# WHAT IS ASKED:
Count the lines below that contain the string "leaf", treating uppercase and lowercase as different, and reply with the number alone.

# ENTRIES PROVIDED:
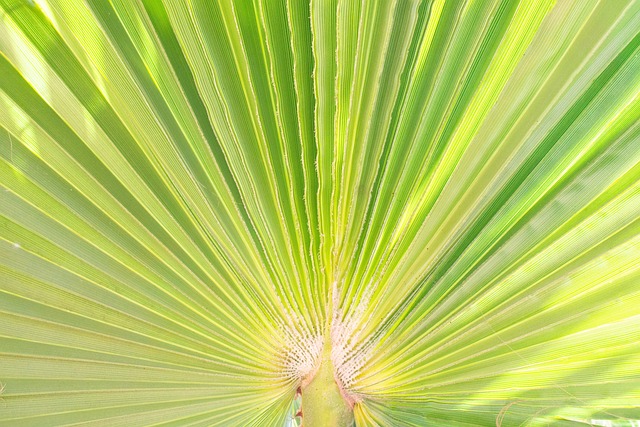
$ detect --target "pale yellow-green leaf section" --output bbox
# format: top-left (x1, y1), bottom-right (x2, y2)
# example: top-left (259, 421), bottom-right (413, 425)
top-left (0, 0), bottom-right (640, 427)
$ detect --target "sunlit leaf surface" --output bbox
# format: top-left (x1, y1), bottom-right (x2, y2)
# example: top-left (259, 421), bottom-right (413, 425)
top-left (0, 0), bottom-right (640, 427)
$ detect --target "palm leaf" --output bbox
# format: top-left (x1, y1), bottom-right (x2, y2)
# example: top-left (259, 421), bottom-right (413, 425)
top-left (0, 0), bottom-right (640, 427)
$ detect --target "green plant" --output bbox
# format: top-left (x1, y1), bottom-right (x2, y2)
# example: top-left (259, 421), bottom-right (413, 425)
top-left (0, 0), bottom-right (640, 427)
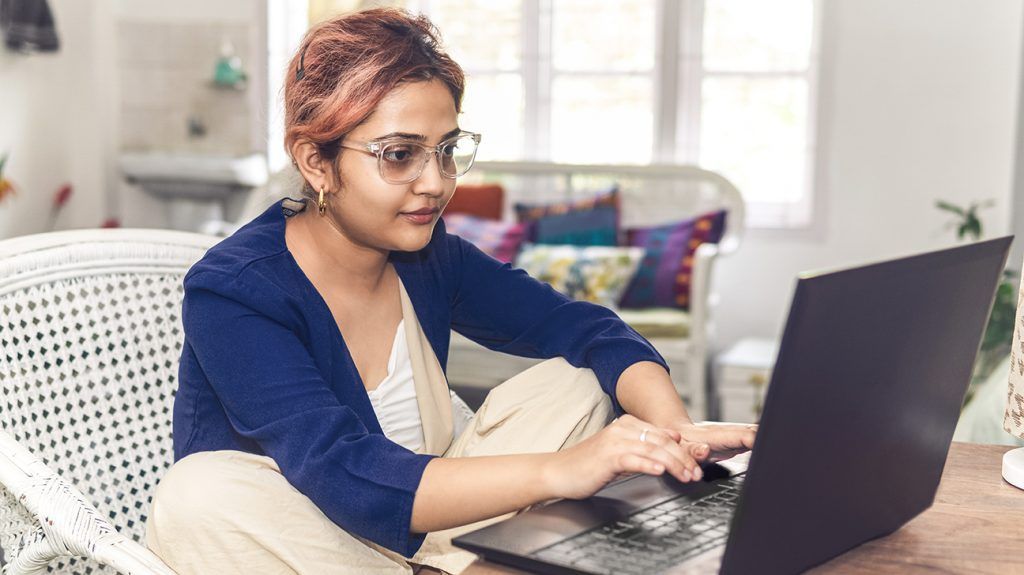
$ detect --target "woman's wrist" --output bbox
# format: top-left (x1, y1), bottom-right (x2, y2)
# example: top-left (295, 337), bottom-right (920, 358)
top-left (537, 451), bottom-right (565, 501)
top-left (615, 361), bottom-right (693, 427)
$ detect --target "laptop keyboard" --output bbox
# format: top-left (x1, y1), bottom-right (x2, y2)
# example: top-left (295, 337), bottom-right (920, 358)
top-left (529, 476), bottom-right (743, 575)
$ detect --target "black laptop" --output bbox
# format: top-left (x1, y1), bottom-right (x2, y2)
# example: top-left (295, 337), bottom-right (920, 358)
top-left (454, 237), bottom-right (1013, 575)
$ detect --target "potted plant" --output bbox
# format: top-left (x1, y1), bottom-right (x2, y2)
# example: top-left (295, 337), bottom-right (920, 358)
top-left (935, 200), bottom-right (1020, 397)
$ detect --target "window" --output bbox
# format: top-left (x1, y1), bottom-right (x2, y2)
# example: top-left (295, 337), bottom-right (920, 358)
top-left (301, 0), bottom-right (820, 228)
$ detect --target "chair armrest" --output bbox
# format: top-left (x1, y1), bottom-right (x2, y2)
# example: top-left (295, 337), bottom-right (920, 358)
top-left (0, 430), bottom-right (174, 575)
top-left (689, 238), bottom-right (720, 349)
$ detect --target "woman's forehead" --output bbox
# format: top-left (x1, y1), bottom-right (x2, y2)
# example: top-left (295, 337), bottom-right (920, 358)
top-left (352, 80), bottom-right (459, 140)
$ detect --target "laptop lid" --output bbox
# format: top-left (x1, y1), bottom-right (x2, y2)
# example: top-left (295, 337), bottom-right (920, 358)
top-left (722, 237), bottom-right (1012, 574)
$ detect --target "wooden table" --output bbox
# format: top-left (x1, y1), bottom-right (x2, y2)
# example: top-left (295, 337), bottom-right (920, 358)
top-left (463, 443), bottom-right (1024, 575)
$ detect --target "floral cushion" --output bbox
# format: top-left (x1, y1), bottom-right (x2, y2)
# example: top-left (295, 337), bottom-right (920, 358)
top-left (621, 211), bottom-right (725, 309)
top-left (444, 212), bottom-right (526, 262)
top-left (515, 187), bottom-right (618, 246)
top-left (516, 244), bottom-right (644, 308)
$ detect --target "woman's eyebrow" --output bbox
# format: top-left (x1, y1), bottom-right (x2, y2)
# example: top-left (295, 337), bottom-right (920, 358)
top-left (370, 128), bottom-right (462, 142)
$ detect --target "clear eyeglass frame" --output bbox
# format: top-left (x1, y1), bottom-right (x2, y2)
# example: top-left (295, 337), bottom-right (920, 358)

# RESPONSE BELOW:
3